SOURCE DOCUMENT:
....

This release introduces a new command-line separator: --
All arguments before the --
separator are passed to the Erlang VM, all arguments after it are passed to Arweave. If the --
is omitted, all arguments are passed to Arweave.
For example, to restrict the number of threads available to Arweave to 24, you would build a command like:
./bin/start +S 24:24 -- <regular arweave command line flags>
Faster Node Shutdown
Unrelated to the above changes, this release includes a couple fixes that should reduce the time it takes for a node to shut down following the ./bin/stop
command.
Solution recovery
This release includes several features and bug fixes intended to increase the chance that a valid solution results in a confirmed block.
Rebasing
When two or more miners post blocks at the same height, the block that is adopted by a majority of the network first will be added to the blockchain and the other blocks will be orphaned. Miners of orphaned blocks do not receive block rewards for those blocks.
This release introduce the ability for orphaned blocks to be rebased. If a miner detects that their block has been orphaned, but the block solution is still valid, the miner will take that solution and build a new block with it. When a block is rebased a rebasing_block
message will be printed to the logs.
Last minute proof fetching
After finding a valid solution a miner goes through several steps as they build a block. One of those steps involves loading the selected chunk proofs from disk. Occasionally those proofs might be missing or corrupt. Prior to this release when that happened, the solution would be rejected and the miner would return to hashing. With this release the miner will reach out to several peers and request the missing proofs - if successful the miner can continue building and publishing the block.
last_step_checkpoints
recovery
This release provides more robust logic for generating the last_step_checkpoints
field in mined blocks. Prior to this release there were some scenarios where a miner would unnecessarily reject a solution due to missing last_step_checkpoints
.
VDF Server Improvements
In addition to a number of VDF server/client bug fixes and performance improvements, this release includes two new VDF server configurations.
VDF Forwarding
You can now set up a node as a VDF forwarder. If a node specifies both the vdf_server_trusted_peer
and vdf_client_peer
flags it will receive its VDF from the specified VDF Servers and provide its VDF to the specified VDF clients. The push/pull behavior remains unchanged - any of the server/client relationships can be configured to push VDF updates or pull them
Public VDF
If a VDF server specifies the enable public_vdf_server
flag it will provide VDF to any peer that requests it without needing to first whitelist that peer via the vdf_client_peer
flag.
/recent endpoint
This release adds a new /recent
endpoint which will return a list of recent forks that the node has detected, as well as the last 18 blocks they've received as well as the timestamps they received them.
Webhooks
This release adds additional webhook support. When webhooks are configured a node will POST data to a provided URL (aka webhook) when certain events are triggered.
Node webhooks can only be configured via a JSON config_file
. For example:
{
"webhooks": [
{
"events": ["transaction", "block"],
"url": "https://example.com/block_or_tx",
"headers": {
"Authorization": "Bearer 123"
}
},
{
"events": ["transaction_data"],
"url": "http://127.0.0.1:1985/tx_data"

....

RECORDS PROVIDED:
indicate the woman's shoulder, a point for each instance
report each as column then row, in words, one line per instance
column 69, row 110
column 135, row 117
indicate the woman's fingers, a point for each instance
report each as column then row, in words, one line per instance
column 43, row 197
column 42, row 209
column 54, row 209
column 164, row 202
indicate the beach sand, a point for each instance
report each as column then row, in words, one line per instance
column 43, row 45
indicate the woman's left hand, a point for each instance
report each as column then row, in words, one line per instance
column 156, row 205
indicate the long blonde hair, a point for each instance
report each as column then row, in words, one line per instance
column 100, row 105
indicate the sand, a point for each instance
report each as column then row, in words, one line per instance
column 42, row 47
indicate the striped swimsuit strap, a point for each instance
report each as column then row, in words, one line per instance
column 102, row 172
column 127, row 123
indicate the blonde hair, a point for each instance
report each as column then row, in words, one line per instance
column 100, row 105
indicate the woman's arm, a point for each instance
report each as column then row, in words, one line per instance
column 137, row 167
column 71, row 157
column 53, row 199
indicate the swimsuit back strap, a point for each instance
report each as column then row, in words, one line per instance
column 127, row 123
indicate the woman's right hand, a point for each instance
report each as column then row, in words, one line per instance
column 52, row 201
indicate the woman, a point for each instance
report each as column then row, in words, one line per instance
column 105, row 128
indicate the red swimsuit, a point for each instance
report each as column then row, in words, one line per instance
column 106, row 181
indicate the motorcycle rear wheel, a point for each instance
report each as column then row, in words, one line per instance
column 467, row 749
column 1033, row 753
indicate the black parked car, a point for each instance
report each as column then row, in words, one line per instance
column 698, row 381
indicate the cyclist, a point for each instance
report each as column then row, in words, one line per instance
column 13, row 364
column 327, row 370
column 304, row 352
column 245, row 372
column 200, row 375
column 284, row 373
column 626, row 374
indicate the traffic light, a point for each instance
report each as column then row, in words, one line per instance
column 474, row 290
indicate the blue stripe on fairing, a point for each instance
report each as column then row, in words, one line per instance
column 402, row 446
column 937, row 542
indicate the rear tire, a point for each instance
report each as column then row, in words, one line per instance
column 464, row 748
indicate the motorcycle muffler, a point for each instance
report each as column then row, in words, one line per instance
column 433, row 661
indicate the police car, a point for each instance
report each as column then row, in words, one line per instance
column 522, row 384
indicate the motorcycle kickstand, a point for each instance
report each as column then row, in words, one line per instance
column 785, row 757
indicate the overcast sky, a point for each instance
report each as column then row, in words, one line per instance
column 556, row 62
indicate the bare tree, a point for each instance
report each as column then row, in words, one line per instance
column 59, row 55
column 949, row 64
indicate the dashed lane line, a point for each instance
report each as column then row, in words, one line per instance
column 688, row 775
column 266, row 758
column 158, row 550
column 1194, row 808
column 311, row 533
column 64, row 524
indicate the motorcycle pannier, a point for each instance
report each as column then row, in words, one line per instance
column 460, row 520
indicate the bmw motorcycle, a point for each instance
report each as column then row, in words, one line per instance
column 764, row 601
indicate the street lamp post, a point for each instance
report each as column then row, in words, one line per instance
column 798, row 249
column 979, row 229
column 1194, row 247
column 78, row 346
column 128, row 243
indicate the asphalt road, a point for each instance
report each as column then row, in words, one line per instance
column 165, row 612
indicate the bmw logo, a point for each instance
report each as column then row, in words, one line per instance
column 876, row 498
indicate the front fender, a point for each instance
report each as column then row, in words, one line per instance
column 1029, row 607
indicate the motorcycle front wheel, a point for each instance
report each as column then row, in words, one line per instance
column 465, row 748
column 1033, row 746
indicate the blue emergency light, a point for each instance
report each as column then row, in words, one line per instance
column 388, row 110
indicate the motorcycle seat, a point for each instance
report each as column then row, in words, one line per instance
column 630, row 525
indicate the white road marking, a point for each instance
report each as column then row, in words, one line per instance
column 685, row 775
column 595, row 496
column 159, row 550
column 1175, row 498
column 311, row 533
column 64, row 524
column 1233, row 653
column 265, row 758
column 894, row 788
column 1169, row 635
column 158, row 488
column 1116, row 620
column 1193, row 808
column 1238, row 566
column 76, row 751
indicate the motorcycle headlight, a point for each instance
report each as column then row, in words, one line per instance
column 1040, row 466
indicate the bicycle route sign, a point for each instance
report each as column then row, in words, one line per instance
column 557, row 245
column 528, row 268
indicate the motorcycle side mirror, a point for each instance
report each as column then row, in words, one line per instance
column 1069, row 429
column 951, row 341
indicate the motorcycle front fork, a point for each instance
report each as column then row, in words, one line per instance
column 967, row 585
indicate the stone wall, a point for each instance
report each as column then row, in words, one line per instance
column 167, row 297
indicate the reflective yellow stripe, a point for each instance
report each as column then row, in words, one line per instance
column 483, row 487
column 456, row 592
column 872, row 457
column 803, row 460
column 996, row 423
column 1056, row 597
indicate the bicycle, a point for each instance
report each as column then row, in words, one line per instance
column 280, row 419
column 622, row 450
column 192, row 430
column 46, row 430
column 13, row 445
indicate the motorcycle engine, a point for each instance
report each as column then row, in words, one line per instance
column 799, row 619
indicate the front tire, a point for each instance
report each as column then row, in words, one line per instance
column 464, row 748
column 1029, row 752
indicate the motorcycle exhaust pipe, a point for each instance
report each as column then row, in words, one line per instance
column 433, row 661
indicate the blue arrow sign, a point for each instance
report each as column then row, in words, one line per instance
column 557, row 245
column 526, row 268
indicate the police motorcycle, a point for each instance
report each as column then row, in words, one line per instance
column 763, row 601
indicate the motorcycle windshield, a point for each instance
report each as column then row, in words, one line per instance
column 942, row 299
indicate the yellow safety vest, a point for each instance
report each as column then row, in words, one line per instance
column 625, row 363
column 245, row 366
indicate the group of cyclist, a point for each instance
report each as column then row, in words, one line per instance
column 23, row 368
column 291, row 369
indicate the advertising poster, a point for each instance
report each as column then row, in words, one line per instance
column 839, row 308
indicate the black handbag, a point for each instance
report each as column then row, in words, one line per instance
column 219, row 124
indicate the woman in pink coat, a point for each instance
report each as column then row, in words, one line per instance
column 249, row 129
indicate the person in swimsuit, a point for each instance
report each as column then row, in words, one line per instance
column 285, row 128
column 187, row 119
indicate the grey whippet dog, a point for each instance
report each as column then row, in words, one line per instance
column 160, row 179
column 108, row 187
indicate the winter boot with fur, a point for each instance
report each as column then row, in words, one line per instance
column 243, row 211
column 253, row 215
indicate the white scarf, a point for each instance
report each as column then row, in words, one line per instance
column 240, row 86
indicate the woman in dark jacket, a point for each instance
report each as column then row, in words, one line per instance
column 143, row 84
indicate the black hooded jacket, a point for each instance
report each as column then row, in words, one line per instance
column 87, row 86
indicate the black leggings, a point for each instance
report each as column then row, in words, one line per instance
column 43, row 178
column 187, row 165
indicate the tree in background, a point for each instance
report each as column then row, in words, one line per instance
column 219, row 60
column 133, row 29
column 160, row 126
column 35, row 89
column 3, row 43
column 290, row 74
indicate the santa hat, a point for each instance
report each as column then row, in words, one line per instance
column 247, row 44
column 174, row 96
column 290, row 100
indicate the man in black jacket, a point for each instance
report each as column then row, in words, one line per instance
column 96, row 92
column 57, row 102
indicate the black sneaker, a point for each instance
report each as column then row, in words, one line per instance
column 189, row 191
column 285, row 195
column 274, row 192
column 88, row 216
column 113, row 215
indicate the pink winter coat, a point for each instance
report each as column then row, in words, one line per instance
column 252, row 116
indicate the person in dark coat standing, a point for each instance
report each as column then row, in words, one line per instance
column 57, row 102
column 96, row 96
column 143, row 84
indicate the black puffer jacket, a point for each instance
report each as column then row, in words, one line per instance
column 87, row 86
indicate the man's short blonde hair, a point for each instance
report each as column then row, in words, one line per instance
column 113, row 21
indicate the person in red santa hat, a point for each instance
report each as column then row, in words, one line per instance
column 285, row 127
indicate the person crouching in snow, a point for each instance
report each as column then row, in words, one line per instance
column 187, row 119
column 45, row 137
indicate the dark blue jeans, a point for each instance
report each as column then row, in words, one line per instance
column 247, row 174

....

EXERCISE DIRECTIONS: In the release notes, rewrite the part that opens with the words "For example, to" and closes with "a confirmed block.", swapping "release" for "update".

FULL RESPONSE:
For example, to restrict the number of threads available to Arweave to 24, you would build a command like:
./bin/start +S 24:24 -- <regular arweave command line flags>
Faster Node Shutdown
Unrelated to the above changes, this update includes a couple fixes that should reduce the time it takes for a node to shut down following the ./bin/stop
command.
Solution recovery
This update includes several features and bug fixes intended to increase the chance that a valid solution results in a confirmed block.